[What the task requires]
Return the data below exactly, minus the pictures.

:: Recorded data ::

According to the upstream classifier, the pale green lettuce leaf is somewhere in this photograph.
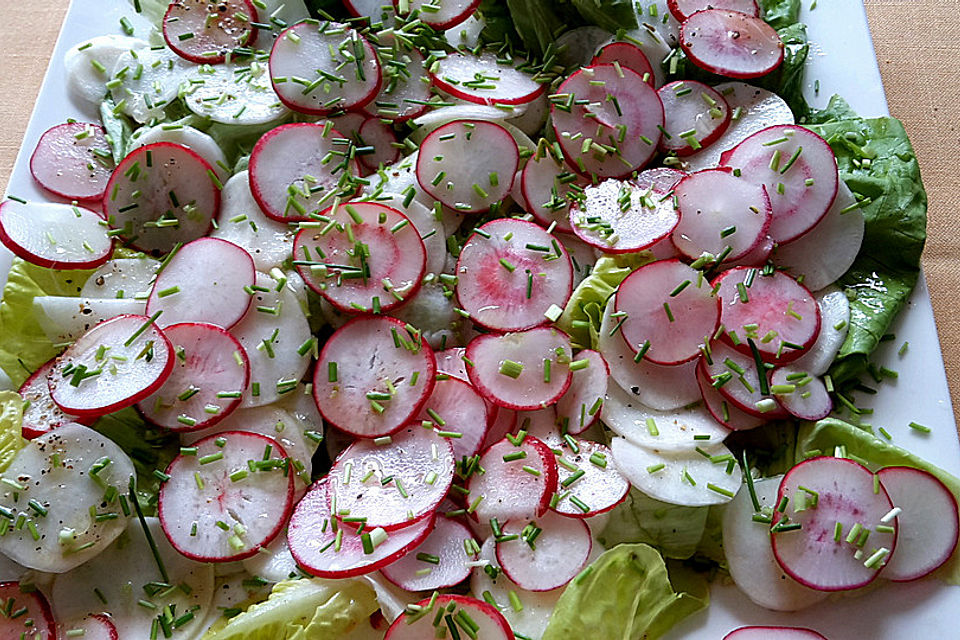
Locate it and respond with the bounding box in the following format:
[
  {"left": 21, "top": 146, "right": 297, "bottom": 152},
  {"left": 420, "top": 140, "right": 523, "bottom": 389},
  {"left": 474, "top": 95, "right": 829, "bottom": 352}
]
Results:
[
  {"left": 598, "top": 489, "right": 709, "bottom": 560},
  {"left": 0, "top": 391, "right": 27, "bottom": 472}
]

:::

[Answer to this exercise]
According to the upstream classifier, the pale green lettuce leaf is somewhere in this photograph.
Locate it and respond with the bounding box in the following format:
[
  {"left": 21, "top": 146, "right": 297, "bottom": 152},
  {"left": 420, "top": 140, "right": 523, "bottom": 389},
  {"left": 474, "top": 95, "right": 829, "bottom": 352}
]
Results:
[
  {"left": 598, "top": 489, "right": 709, "bottom": 560},
  {"left": 0, "top": 391, "right": 27, "bottom": 472}
]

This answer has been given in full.